Ausgangstext |
####################
Liebe Frau Präsidentin! Liebe Kolleginnen und Kollegen! Auch ich schließe mich gerne dem produktiven Diskurs hier an und finde es richtig, dass ein solcher Antrag, in dem doch einige Dinge zur Situation der Geistes- und Sozialwissenschaften präzise benannt worden sind, von Ihnen vorgelegt wurde.
(Jörg Tauss (SPD): Einige? Klasse Antrag! Richtig gut ist er!)
Auf Seite 3 des Antrags der Koalitionsfraktionen heißt es ich zitiere :
Allerdings birgt die Verschärfung des Wettbewerbs um öffentliche Mittel die Gefahr, dass die Geistes- und Sozialwissenschaften gegenüber den als expansiv erlebten Natur- und Ingenieurswissenschaften benachteiligt werden. Eine Ausrichtung der Förderung alleine an Drittmittelquoten wird den Geistes- und Sozialwissenschaften nicht gerecht.
Das ist zwar durchaus richtig, aber leider ist das nicht ganz die Wahrheit, sondern Sie treffen haarscharf an ihr vorbei. So richtig diese Analyse in dem Punkt ansatzweise ist: Das Grundproblem Kollege Schulz, Sie haben es angesprochen ist die Ökonomisierung des Bildungssystems. Gerade in den Sozial- und Geisteswissenschaften, die an den Universitäten eine große Rolle spielen, wirkt sich diese Ökonomisierung von Lehre und Forschung verheerend aus.
Ebenso fehlt ein Verweis auf die Studienbedingungen in den Geistes- und Sozialwissenschaften an den deutschen Hochschulen. Ein konkretes Beispiel. Es ist wenig förderlich und dient nicht dem Erkenntnisgewinn, wenn man zum Beispiel an der Uni Hannover ein soziologisches Seminar veranstaltet, einen Lektürekurs zu „Das Kapital“ von Karl Marx, drei Bände man muss sich ein wenig konzentrieren, aber wenn man es vernünftig macht, kann man den größtmöglichen Erkenntnisgewinn erzielen , an dem 80 Personen teilnehmen. Das ist aber die Realität an den Hochschulen. Das ist eigentlich der Kern des Problems.
####################
Vorliegende Daten |
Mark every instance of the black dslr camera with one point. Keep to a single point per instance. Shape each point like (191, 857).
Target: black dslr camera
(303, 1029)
####################
Aufgaben |
1 - Wie viele Personen nehmen laut der Rede zu den Geistes- und Sozialwissenschaften an dem Lektürekurs zu „Das Kapital“ an der Uni Hannover teil?
2 - Setzen Sie die Rede zu den Geistes- und Sozialwissenschaften im Anschluss an ihren letzten Satz fort.

Lösungen |
1 - 80 Personen.

2 -
(Beifall bei der LINKEN)
In dem Antrag der FDP ist zu wenig davon die Rede das ist nicht ganz überraschend , dass man sich darüber verständigen muss, was denn die Rolle von Geistes- und Sozialwissenschaften in einer Gesellschaft ist. Dabei das ist zum Teil schon richtig angesprochen worden kann es nicht um Verwertungskriterien im ökonomischen Sinne gehen, sondern es muss darum gehen, Kritik lernen zu üben; das ist ein Wert an sich. Die Kritik als solche ist sozusagen der Kern von Geistes- und Sozialwissenschaften.
In dem Antrag kommt leider auch nicht vor, dass es wichtig ist, Analysen greifbar zu machen, Kritik sichtbar zu machen, und zwar als Voraussetzung dafür, die Gesellschaft zu verändern. Das ist aus unserer Sicht eine originäre Aufgabe der Geistes- und Sozialwissenschaften.
Deswegen haben wir als linke Fraktion ebenfalls einen Antrag eingebracht. Uns geht es darum, dass diese Fragen langfristig und systematisch diskutiert werden. Dazu soll nach unserer Vorstellung ein Diskussionsforum unter dem Titel „Perspektiven der Geistes-, Kultur- und Sozialwissenschaften“ eingerichtet werden.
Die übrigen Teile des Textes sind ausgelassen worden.